Pointing and labeling entries
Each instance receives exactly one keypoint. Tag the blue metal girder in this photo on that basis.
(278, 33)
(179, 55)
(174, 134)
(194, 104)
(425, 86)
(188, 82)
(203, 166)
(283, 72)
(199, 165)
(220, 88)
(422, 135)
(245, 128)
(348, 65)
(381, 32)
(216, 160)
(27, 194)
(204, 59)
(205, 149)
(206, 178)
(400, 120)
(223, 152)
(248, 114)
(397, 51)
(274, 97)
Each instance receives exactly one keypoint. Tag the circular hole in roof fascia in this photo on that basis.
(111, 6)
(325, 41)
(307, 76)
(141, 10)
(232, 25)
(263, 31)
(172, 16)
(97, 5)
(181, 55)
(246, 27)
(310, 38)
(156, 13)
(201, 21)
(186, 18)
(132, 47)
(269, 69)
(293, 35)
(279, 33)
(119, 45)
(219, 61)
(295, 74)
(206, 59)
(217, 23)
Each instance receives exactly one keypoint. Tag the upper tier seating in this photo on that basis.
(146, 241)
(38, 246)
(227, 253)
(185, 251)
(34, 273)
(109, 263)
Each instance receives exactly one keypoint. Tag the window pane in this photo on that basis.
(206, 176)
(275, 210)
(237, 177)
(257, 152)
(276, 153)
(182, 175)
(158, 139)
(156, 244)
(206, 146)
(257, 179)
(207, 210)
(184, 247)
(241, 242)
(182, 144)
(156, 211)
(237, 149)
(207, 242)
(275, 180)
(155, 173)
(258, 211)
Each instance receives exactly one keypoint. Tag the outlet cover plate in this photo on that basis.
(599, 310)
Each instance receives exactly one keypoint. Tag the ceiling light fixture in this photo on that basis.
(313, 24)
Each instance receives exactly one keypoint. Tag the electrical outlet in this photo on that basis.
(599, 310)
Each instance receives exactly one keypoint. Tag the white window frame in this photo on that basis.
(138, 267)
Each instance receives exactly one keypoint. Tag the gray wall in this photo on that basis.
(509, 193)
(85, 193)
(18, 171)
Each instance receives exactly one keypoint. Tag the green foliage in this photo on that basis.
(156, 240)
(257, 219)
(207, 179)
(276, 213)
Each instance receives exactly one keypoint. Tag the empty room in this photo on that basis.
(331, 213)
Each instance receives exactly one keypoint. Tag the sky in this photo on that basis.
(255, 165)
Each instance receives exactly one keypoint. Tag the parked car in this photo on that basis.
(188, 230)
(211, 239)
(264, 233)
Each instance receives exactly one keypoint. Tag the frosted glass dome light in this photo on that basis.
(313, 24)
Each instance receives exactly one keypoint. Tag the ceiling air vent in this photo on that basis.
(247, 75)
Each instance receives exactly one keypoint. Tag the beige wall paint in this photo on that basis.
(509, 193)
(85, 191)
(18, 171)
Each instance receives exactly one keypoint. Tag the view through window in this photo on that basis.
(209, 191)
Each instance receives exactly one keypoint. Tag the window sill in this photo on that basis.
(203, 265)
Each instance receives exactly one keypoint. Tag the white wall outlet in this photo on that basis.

TASK DESCRIPTION
Only the lines from the one holding "Each instance receives exactly one keypoint. Tag the green" through the end of the listing should be given again, exactly and with both ends included.

EXERCISE RESPONSE
Each instance receives exactly one keypoint. Tag the green foliage in this photo on that basis.
(156, 240)
(257, 219)
(207, 179)
(276, 213)
Each instance receives exactly one keypoint. Tag the empty room in this photo on that basis.
(331, 213)
Each instance receives exactly one keypoint. Tag the sky in this photo on that basis.
(255, 165)
Each instance receives exactly one keypoint. Tag the parked car in this photo on that basis.
(188, 230)
(211, 239)
(264, 233)
Each instance receives exactly one keypoint. Tag the frosted glass dome light in this photo on that basis.
(313, 24)
Each instance receives exactly one keypoint. Tag the ceiling air vent in this photo on that basis.
(247, 75)
Each instance receives exactly one keypoint. Tag the beige wall paint in this photo on that basis.
(509, 193)
(85, 191)
(18, 171)
Each instance receives exactly one keypoint. Tag the view through window in this photo on that basis.
(209, 191)
Each instance receives exactly one keypoint. Tag the window sill in this photo on that basis.
(203, 265)
Each instance receives exactly one keypoint. Tag the white wall outlet in this photo on that basis.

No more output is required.